À FAIRE:
1. Répondez à ces questions d'après le texte de lecture :
(a) Quelle somme le Gouvernement consacre-t-il au logement social, et sur quel total ?
(b) Quel article de quelle loi a fusionné les fonds de solidarité « eau » et « énergie » au sein du FSL ?
(c) Combien de programmes de zones franches urbaines ont été relancés depuis 2005 ?
2. Recopiez mot pour mot le passage du texte de lecture situé entre « Non seulement l'article 65 » et « à ce dispositif. », ces deux extrémités comprises.

TEXTE DE LECTURE:
------------------------------------------------------------------------
Elle a également douté que le Gouvernement ait pris la mesure des besoins et fait du logement social une priorité, puisqu'il n'y consacre que 60 millions d'euros sur 480 millions et persiste à privilégier une montée en charge des PLS, auxquels ne peuvent accéder que 60 % des quelque 1,3 million de demandeurs de logements, par ailleurs déjà éligibles au PLAI, pour lesquels l'effort de financement est le plus faible.

Non seulement l'article 65 de la loi du 13 août 2004 a fusionné les fonds de solidarité « eau » et « énergie » au sein du fonds de solidarité logement (FSL), mais il en a transféré la gestion et le financement aux départements. Le concours financier d'EDF, GDF, autres distributeurs d'énergie et des distributeurs d'eau reste obligatoire, mais régi par convention. Enfin, la participation de l'État n'est plus qu'une faculté, tout comme celle des bailleurs publics et privés. La conséquence en est une réduction des moyens affectés à la prévention des expulsions et des coupures des fournitures énergétiques. Aussi l'oratrice s'est-elle interrogée sur la réalité de l'engagement de l'État et des moyens nouveaux affectés à ce dispositif.

Enfin, a-t-elle souligné, le Premier ministre s'était engagé, répondant à une question du président du groupe communiste, à dégager 50 millions d'euros pour la mise en sécurité des hébergements collectifs, après les dramatiques incendies de cet été. Non seulement la somme annoncée est insuffisante, mais on peut se demander où sont passés les crédits engagés au titre de cette mise en sécurité. Si le budget propose d'ouvrir 5 000 places de résidence en deux ans, nulle part on ne trouve les financements correspondants.

Au nom du groupe UMP, M. Gérard Hamel a tenu à souligner la cohérence du budget « ville et logement », dans lequel 7,19 milliards d'euros en crédits de paiement sont prévus pour 2006. Le programme de rénovation urbaine engagé apparaît comme un axe majeur de la politique de la ville. Rénover, reconstruire, démolir, ré-urbaniser les villes tout en prévoyant l'accompagnement social indispensable : c'est à l'évidence la meilleure façon de résoudre bon nombre de problèmes des quartiers dits en difficulté. La fermeté à l'égard de délinquants notoires va de pair avec une vraie politique de main tendue à leurs habitants.

L'effort consenti en faveur de la dotation de solidarité urbaine, a-t-il ajouté, n'est pas non plus négligeable : 120 millions d'euros supplémentaires en 2005 représentent, pour une petite ville comme Dreux, 800 000 euros de plus, qui ont permis d'y mener une véritable politique de proximité en sus des opérations majeures réalisées dans le cadre de l'ANRU. Mais on ne saurait pour autant passer sous silence la relance des programmes de zones franches urbaines - 41 depuis 2005 -, source d'activité, mais aussi de paix sociale. Enfin, la mise en œuvre du plan de cohésion sociale participe également de la cohérence de ce budget.
------------------------------------------------------------------------
DONNÉES FOURNIES:
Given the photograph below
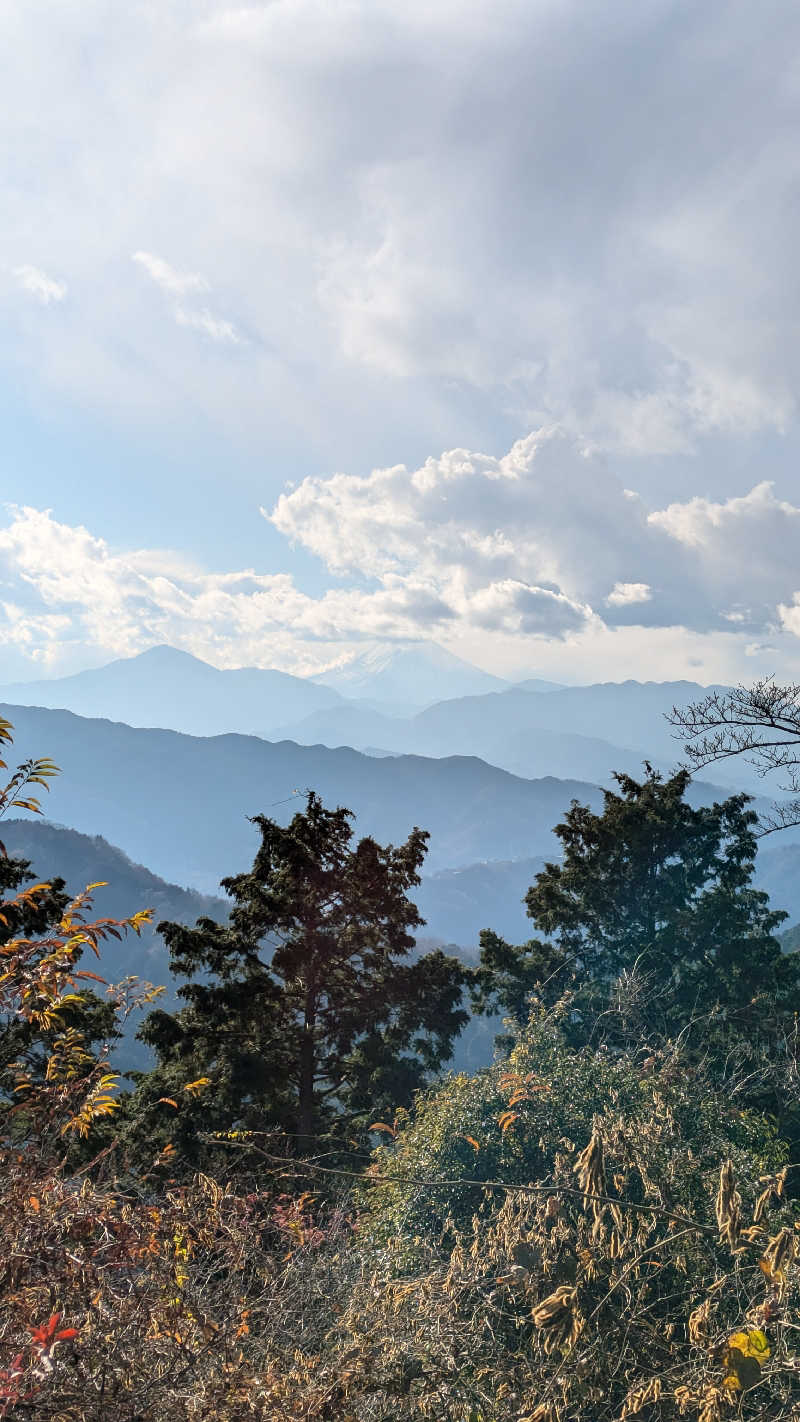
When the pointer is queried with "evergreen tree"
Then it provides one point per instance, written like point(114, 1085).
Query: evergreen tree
point(306, 1006)
point(660, 895)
------------------------------------------------------------------------
RÉPONSES PAR TÂCHE:
1.
(a) 60 millions d'euros sur 480 millions.
(b) L'article 65 de la loi du 13 août 2004.
(c) 41.

2.
Non seulement l'article 65 de la loi du 13 août 2004 a fusionné les fonds de solidarité « eau » et « énergie » au sein du fonds de solidarité logement (FSL), mais il en a transféré la gestion et le financement aux départements. Le concours financier d'EDF, GDF, autres distributeurs d'énergie et des distributeurs d'eau reste obligatoire, mais régi par convention. Enfin, la participation de l'État n'est plus qu'une faculté, tout comme celle des bailleurs publics et privés. La conséquence en est une réduction des moyens affectés à la prévention des expulsions et des coupures des fournitures énergétiques. Aussi l'oratrice s'est-elle interrogée sur la réalité de l'engagement de l'État et des moyens nouveaux affectés à ce dispositif.